WHAT THE TASK REQUIRES :: A single number is all that's needed: how many lines in the data contain the string "beige".

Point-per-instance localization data

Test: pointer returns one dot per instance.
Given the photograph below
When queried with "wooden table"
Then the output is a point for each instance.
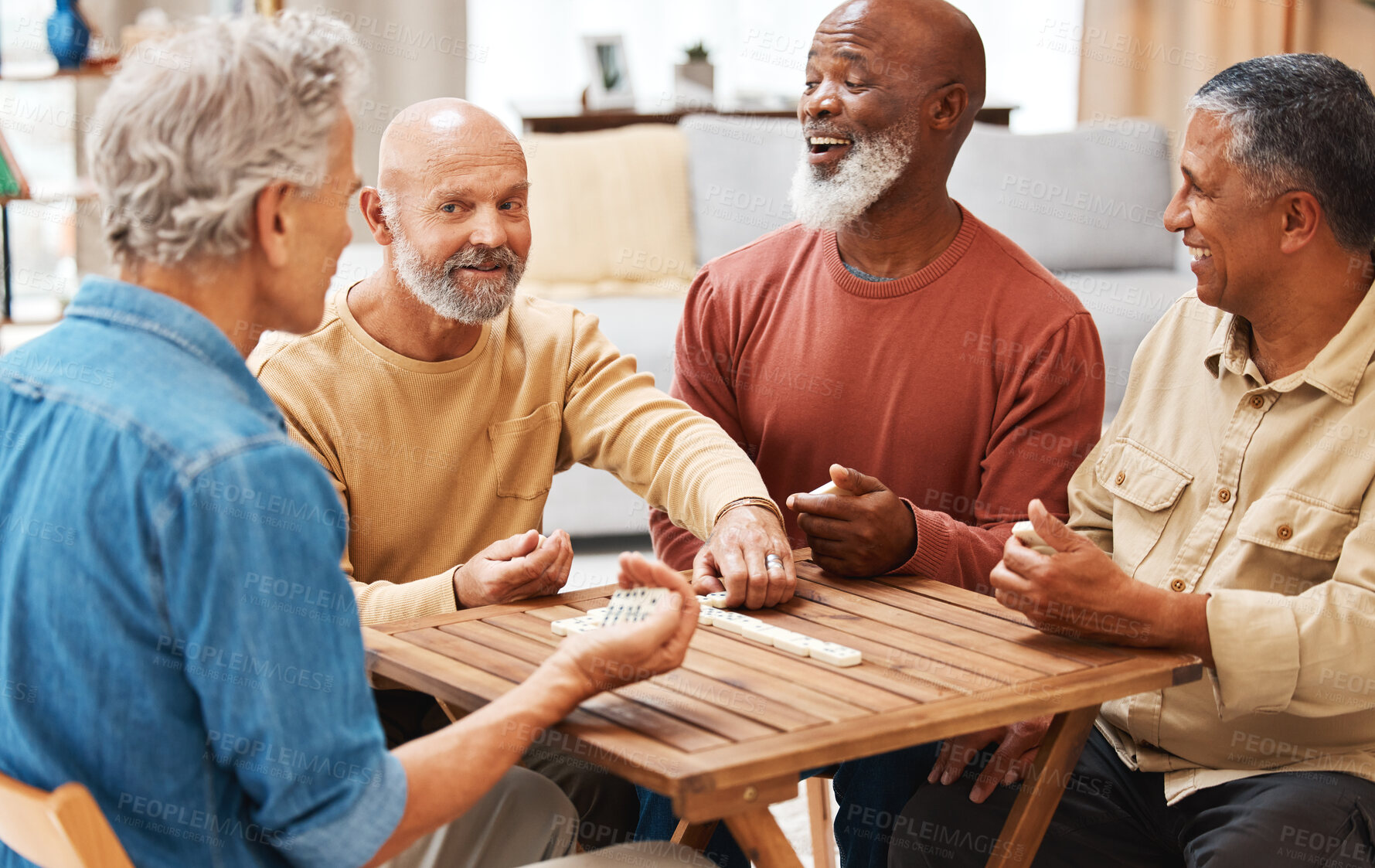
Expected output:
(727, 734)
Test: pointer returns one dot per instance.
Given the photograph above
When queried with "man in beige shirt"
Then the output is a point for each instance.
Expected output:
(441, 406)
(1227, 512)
...
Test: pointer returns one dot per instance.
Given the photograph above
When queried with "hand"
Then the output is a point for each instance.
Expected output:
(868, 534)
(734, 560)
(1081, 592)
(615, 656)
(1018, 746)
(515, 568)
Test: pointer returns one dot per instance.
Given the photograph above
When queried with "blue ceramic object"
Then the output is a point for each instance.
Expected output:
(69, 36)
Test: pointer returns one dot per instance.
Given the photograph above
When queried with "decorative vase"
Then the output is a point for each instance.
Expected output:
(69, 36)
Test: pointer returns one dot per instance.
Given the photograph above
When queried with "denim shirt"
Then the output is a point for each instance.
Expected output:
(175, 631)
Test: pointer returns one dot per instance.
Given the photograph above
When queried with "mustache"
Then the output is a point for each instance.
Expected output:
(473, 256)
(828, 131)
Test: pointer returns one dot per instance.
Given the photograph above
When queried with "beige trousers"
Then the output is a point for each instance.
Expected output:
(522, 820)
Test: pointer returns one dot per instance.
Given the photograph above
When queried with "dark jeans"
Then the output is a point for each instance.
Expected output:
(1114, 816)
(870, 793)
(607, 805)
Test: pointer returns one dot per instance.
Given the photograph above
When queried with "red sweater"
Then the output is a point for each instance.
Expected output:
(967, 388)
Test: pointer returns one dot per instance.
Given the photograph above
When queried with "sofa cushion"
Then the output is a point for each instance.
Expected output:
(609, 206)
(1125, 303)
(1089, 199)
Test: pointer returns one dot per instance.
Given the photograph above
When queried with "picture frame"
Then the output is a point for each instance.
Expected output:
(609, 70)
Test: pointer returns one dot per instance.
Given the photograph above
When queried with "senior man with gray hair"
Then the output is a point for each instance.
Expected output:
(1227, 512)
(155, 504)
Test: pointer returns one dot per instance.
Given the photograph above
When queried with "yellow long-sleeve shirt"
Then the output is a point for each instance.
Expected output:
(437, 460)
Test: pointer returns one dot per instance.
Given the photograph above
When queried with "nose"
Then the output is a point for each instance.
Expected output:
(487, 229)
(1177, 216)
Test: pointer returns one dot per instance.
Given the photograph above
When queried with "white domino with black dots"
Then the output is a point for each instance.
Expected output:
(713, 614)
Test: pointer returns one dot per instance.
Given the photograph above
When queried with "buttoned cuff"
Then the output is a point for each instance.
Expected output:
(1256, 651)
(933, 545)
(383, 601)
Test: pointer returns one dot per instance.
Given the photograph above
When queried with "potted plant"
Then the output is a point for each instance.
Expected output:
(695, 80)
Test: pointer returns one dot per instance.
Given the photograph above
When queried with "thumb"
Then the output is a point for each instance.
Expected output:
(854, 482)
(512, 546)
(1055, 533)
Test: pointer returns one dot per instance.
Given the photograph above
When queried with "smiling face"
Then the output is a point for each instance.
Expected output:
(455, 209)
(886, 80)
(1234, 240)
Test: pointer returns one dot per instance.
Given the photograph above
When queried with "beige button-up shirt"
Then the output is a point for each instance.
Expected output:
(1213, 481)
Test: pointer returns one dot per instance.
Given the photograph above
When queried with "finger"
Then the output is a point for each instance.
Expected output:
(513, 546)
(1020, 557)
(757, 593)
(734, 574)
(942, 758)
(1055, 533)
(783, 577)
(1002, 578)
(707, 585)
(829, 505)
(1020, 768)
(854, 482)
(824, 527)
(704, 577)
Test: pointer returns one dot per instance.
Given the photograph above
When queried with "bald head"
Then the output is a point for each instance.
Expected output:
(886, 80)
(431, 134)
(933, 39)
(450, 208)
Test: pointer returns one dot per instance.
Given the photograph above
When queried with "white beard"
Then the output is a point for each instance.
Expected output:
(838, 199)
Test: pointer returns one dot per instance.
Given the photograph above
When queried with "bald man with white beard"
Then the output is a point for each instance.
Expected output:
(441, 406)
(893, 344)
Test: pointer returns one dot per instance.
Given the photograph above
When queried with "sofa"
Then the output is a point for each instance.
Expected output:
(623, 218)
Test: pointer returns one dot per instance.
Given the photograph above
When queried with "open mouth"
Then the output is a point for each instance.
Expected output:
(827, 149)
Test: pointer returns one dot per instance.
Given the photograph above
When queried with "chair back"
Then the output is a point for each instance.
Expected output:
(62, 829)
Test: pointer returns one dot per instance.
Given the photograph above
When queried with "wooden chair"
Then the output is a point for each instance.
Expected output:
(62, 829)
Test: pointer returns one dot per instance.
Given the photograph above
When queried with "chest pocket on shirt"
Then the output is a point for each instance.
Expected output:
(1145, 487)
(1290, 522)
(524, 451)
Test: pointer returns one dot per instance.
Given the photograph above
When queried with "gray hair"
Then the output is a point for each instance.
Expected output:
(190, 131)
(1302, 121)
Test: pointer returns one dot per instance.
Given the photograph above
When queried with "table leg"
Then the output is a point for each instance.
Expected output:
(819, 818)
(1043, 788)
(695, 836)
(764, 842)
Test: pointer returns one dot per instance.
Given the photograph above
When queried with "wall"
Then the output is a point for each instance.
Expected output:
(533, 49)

RESULT OF THIS EXERCISE :: 3